- [EXCERPT]:
While in college, about twenty five years ago, I was in a car accident. I was also a cheerleader and all-around athlete. I was told that I had a herniated disc in my neck and surgery was recommended to remove the area that was herniated. In the early 1990s, the prognosis after surgery wasn't great and I had minimal pain, so I decided against surgery. Now, fast forward to the present day, I was diagnosed with multiple sclerosis almost eight years ago and have been working as a dental hygienist, leaning over patients daily.
I've had off and on dizziness for many years, but thought it was sinuses or allergies. When I was diagnosed with MS, I always guessed that that was the cause. I was told again about the herniated disc in my neck, but still no pain. Even though I'm in dentistry, I have a tendency to self-diagnose.
About ten months ago, the dizziness started again and was the worst ever. I would wake up in the middle of the night with the room spinning. I would stumble around for several hours, but it would improve as the day went on. I talked to my primary doctor about it and she thought it was BPPV, but wasn't positive and thought it could have been MS-related. I saw my neurologist a few days later and he ordered a MRI of the brain, but that showed no new lesions. Back to the primary care doctor and she then thought BPPV and sent me to an ENT. After several tests to rule out many other things, I was told it was BPPV and had two appointments for manipulations. Was told it was all good to go and was released, but the dizziness continued.

- [DATASET EXTRACT]:
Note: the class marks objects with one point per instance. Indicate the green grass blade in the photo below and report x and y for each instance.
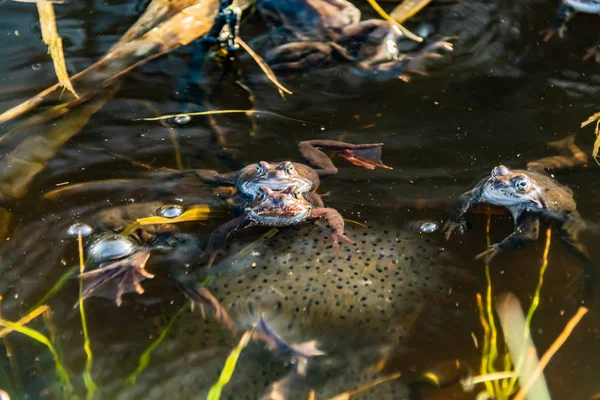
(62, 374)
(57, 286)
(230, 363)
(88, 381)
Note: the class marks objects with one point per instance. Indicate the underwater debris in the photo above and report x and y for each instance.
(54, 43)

---

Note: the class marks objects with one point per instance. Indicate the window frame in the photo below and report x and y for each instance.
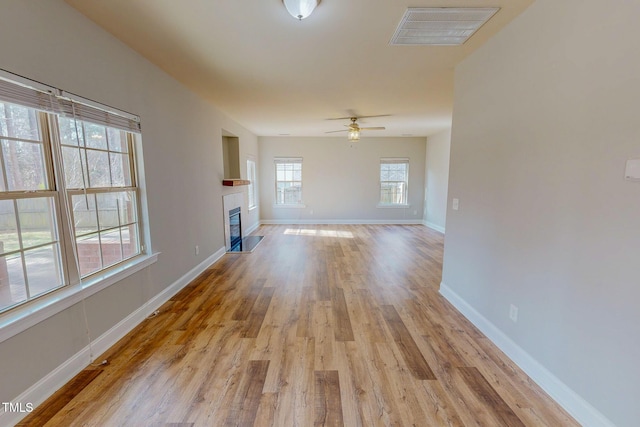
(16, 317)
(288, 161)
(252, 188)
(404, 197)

- [WORK ITEM]: Pick up the account of dizziness and a herniated disc right after its final sentence and keep writing it. The lines are separate from the account of dizziness and have no connection to it.

- [RESPONSE AREA]:
I've been trying to pay attention to what makes the dizziness worse. I now know it's when I hold my head a certain way or when I turn my head a certain way. I now think its cervical vertigo. I've had virtually no neck pain. I will see my neurologist in a few weeks and I'll run this by him but I know he'll probably order a MRI on my neck this time.
I'm finding all of this very frustrating, since I've seen four different doctors and still no answers. I'm almost at the point of just accepting that this is the way it's going to be and just live with it, but I'm not even 50 yet and I'm so sick of stumbling around like I'm drunk. I sometimes feel like I should just be happy that I'm doing so well with the MS.
From what I've read online there doesn't seem to be a lot of treatment options. If anyone could help me with ideas, I'm open to anything.